We can see that there are a lot of columns in our dataset, most of which we don’t need to build our search engine. From a search perspective, the most informative columns are title, body, and comments, while html_url provides us with a link back to the source issue. Let’s use the Dataset.remove_columns() function to drop the rest:

In [4]:
columns = issues_dataset.column_names
columns_to_keep = ["title", "body", "html_url", "comments"]
columns_to_remove = set(columns_to_keep).symmetric_difference(columns)
issues_dataset = issues_dataset.remove_columns(columns_to_remove)
issues_dataset

Dataset({
    features: ['html_url', 'title', 'comments', 'body'],
    num_rows: 808
})

In [None]:
issues_dataset[0]

**had to reread this several times to understand wtf he means: basically just that for each current item in the dataset the body/title is the same but the COMMENTS are a list of distinct comments. We want to make a larger dataset such that each of the COMMENTS appears separately, with its original body/title copied for it** 

So expand in pandas to create len(dataset_entry_comments) copies of each dataset_entry

---

To create our embeddings we’ll augment each comment with the issue’s title and body, since these fields often include useful contextual information. Because our comments column is currently a list of comments for each issue, we need to “explode” the column so that each row consists of an (html_url, title, body, comment) tuple. In Pandas we can do this with the DataFrame.explode() function, which creates a new row for each element in a list-like column, while replicating all the other column values. To see this in action, let’s first switch to the Pandas DataFrame format:

In [5]:
issues_dataset.set_format("pandas")

**RECORDS TO PROCESS:**
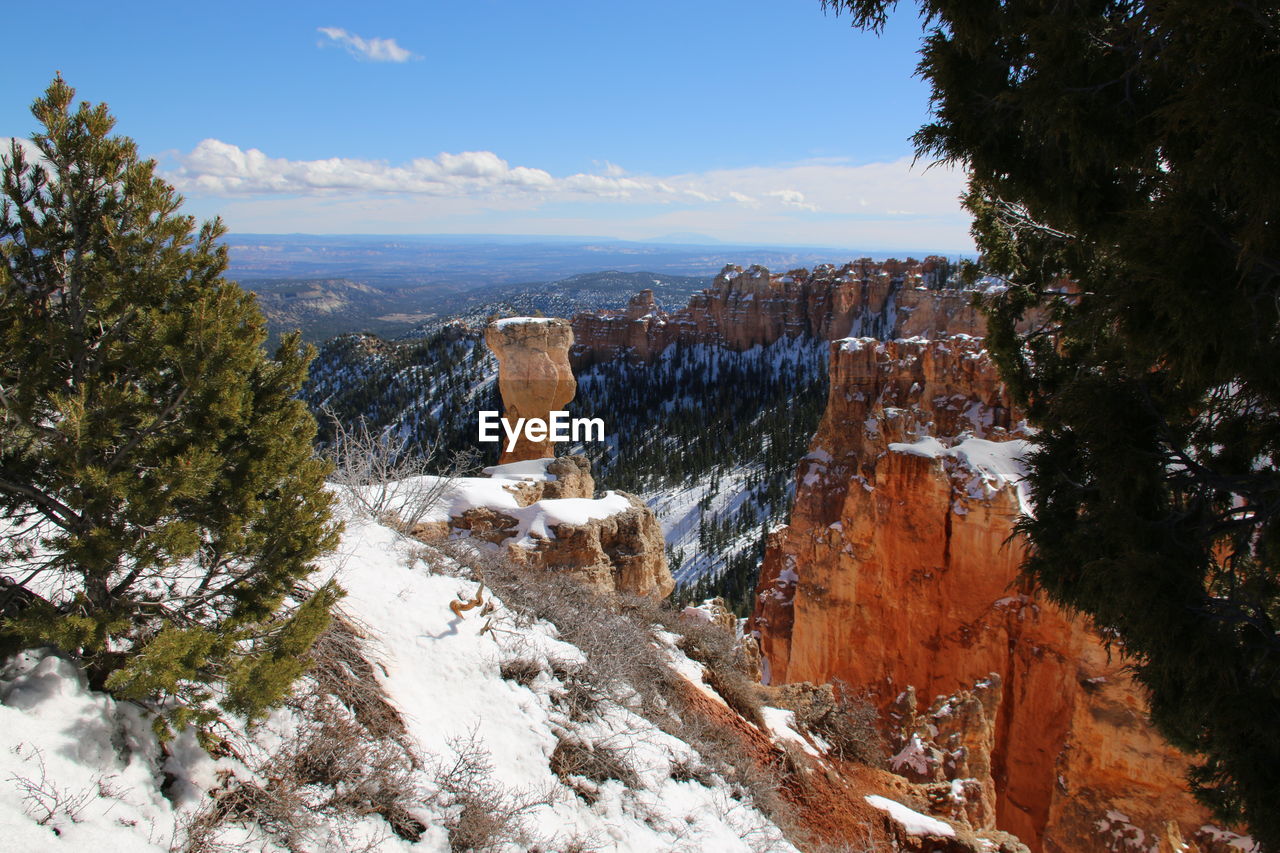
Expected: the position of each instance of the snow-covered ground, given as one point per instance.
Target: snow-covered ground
(80, 771)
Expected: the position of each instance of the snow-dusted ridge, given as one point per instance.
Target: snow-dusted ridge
(439, 667)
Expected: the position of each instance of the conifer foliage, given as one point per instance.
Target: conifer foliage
(1123, 160)
(160, 498)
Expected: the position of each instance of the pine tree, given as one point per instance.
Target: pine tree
(156, 477)
(1124, 183)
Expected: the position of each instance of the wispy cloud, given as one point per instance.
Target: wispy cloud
(814, 201)
(378, 50)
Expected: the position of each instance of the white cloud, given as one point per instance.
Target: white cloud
(379, 50)
(813, 203)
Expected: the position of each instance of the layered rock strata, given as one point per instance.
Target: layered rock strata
(752, 306)
(543, 514)
(534, 375)
(899, 575)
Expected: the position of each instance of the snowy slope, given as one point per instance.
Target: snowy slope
(101, 772)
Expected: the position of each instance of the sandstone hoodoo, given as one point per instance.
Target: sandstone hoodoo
(752, 306)
(897, 574)
(534, 375)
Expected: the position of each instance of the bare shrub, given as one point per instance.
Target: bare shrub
(346, 758)
(521, 670)
(41, 798)
(621, 661)
(341, 669)
(849, 724)
(624, 664)
(691, 769)
(485, 815)
(595, 761)
(383, 478)
(728, 670)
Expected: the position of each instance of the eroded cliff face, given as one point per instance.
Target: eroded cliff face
(753, 306)
(534, 375)
(899, 575)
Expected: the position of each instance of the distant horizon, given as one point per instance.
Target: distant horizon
(746, 122)
(586, 240)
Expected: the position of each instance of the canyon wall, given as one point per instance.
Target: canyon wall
(753, 306)
(899, 575)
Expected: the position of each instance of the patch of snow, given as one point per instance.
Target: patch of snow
(912, 821)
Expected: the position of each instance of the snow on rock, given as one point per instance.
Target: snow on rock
(440, 669)
(991, 465)
(912, 821)
(524, 320)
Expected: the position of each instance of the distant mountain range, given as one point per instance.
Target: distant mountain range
(397, 284)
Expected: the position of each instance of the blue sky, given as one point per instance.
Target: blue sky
(753, 121)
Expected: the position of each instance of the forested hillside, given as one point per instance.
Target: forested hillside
(705, 436)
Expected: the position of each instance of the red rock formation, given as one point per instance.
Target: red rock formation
(533, 374)
(753, 306)
(897, 571)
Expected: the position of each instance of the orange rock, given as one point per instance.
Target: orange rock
(754, 306)
(534, 375)
(899, 571)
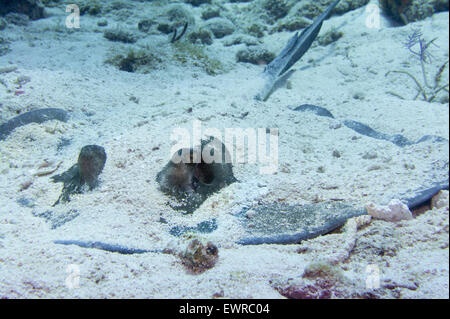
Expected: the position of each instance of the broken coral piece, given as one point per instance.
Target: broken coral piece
(394, 211)
(440, 200)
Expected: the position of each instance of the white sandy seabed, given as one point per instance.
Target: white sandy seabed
(132, 116)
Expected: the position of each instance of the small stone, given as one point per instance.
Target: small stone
(199, 257)
(3, 24)
(394, 211)
(255, 55)
(91, 161)
(440, 200)
(102, 23)
(336, 154)
(335, 126)
(370, 155)
(145, 25)
(220, 27)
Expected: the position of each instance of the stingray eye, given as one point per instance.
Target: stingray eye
(204, 173)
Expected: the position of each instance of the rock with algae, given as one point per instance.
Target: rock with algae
(90, 164)
(199, 257)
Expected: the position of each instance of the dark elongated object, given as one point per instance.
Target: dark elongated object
(36, 116)
(105, 246)
(292, 52)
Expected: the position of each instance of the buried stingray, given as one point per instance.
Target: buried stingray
(85, 173)
(192, 175)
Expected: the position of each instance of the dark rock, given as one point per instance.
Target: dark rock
(276, 9)
(199, 257)
(120, 36)
(203, 36)
(210, 13)
(205, 227)
(17, 19)
(318, 110)
(197, 3)
(220, 27)
(414, 10)
(145, 25)
(34, 9)
(3, 24)
(91, 161)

**WORK TO COMPLETE:**
1 – In the search-engine dataset text, how many rows does the dataset have after the extra columns are dropped?
2 – Reproduce verbatim the part of the records that opens with the line containing "Expected: the position of each instance of the dark rock, given" and runs through the end of the records, both ends included.

**ANSWERS TO THE EXERCISES:**
1 – 808

2 –
Expected: the position of each instance of the dark rock, given as one point per instance.
Target: dark rock
(276, 9)
(199, 257)
(120, 36)
(203, 36)
(210, 13)
(205, 227)
(17, 19)
(318, 110)
(197, 3)
(220, 27)
(414, 10)
(145, 25)
(34, 9)
(3, 24)
(91, 161)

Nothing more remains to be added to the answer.